### SHORT PROBLEM 1:
Transcribe the portion of the fuel-economy column below, starting at "But I've never" and ending at "look pretty irrelevant.".

### ARTICLE:
%%

James May: more fuel you
This article was first published in October 2003.
If there's one thing I can't stand it's wastefulness. McDonald's polystyrene mountain, vegetables in plastic bags, screws that come in blister packs of five when you only wanted two, and all sorts of other things I suddenly remember my dad moaning about. And as for people who leave food, they should be flogged and put to work in the scullery. There are people starving in the world.
But I've never quite been convinced by the argument for saving fuel. The difference between a moped that does 1,000mpg and a diesel hatchback that does 50 might just be significant, but the difference between that hatchback and, say, my old Jag at 24mpg just isn't worth worrying about.
I know we have some of the world's most expensive juice in this country, but it still amounts to a hill of beans compared with the real cost of owning and running a car. Once you've bought the thing, insured it, taxed it, calculated the depreciation, bought some wine gums for the glovebox and put some money aside for tyres and servicing, the cost of filling the tank with fuel starts to look pretty irrelevant.

%%

### DATA SHOWN:

%%

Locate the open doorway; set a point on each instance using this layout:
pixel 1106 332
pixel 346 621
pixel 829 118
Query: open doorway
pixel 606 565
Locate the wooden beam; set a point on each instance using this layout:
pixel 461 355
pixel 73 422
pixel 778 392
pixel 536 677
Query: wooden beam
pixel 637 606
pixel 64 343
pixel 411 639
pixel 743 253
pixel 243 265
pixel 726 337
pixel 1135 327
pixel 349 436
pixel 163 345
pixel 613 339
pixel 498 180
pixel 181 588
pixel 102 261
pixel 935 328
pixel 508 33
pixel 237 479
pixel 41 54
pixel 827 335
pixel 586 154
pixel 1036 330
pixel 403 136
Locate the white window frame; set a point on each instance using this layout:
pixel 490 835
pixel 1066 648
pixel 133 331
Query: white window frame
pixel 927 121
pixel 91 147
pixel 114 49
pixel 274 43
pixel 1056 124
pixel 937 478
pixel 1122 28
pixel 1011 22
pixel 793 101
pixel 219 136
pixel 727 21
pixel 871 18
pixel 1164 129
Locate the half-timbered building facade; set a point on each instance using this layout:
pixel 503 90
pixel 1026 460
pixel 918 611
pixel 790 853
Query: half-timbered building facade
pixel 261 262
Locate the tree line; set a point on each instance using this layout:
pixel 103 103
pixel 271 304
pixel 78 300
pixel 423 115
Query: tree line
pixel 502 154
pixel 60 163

%%
%%

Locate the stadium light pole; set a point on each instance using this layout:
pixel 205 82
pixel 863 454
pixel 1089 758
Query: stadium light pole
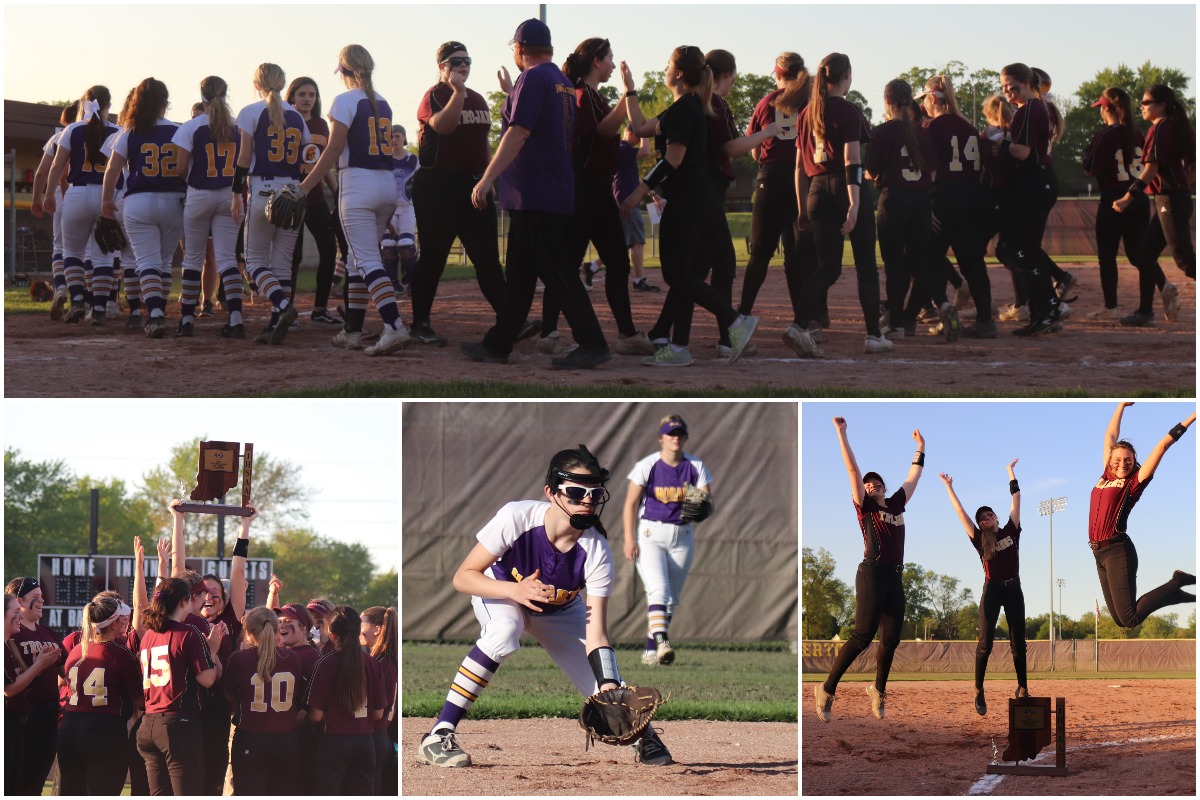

%%
%%

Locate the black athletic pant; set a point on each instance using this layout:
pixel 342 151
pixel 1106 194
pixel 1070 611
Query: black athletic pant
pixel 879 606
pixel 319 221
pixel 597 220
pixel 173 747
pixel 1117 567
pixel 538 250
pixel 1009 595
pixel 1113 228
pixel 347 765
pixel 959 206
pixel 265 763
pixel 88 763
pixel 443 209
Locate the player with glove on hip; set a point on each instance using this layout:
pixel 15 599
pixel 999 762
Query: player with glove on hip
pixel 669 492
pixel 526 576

%%

### SHORT PROBLEM 2:
Repeat word for word the lines of the entries above, starting at the line that contains "Locate the wooden" and ending at the line that contains "pixel 60 163", with both of those lines included.

### EXERCISE OUTPUT 1:
But I've never quite been convinced by the argument for saving fuel. The difference between a moped that does 1,000mpg and a diesel hatchback that does 50 might just be significant, but the difference between that hatchback and, say, my old Jag at 24mpg just isn't worth worrying about.
I know we have some of the world's most expensive juice in this country, but it still amounts to a hill of beans compared with the real cost of owning and running a car. Once you've bought the thing, insured it, taxed it, calculated the depreciation, bought some wine gums for the glovebox and put some money aside for tyres and servicing, the cost of filling the tank with fuel starts to look pretty irrelevant.

### EXERCISE OUTPUT 2:
Locate the wooden beam; set a point on each instance using this layout:
pixel 461 355
pixel 73 422
pixel 778 392
pixel 536 677
Query: wooden beam
pixel 637 606
pixel 64 343
pixel 411 639
pixel 743 253
pixel 243 265
pixel 726 337
pixel 1135 327
pixel 349 436
pixel 163 345
pixel 613 339
pixel 498 180
pixel 181 588
pixel 102 261
pixel 935 328
pixel 508 33
pixel 237 479
pixel 41 54
pixel 827 335
pixel 586 154
pixel 1036 330
pixel 403 136
Locate the white window frame; set a point on each instance using this layout:
pixel 490 835
pixel 1066 648
pixel 133 331
Query: white window frame
pixel 927 121
pixel 91 147
pixel 114 49
pixel 274 43
pixel 1056 124
pixel 937 478
pixel 1122 28
pixel 1011 22
pixel 793 101
pixel 219 136
pixel 727 21
pixel 871 18
pixel 1164 129
Locate the half-timbered building facade; set a point on each instance using this layout:
pixel 503 90
pixel 1026 460
pixel 918 611
pixel 790 853
Query: half-timbered building facade
pixel 261 262
Locate the tree line; set a point on each instance using this layout:
pixel 103 103
pixel 271 304
pixel 78 300
pixel 423 115
Query: tree line
pixel 502 154
pixel 60 163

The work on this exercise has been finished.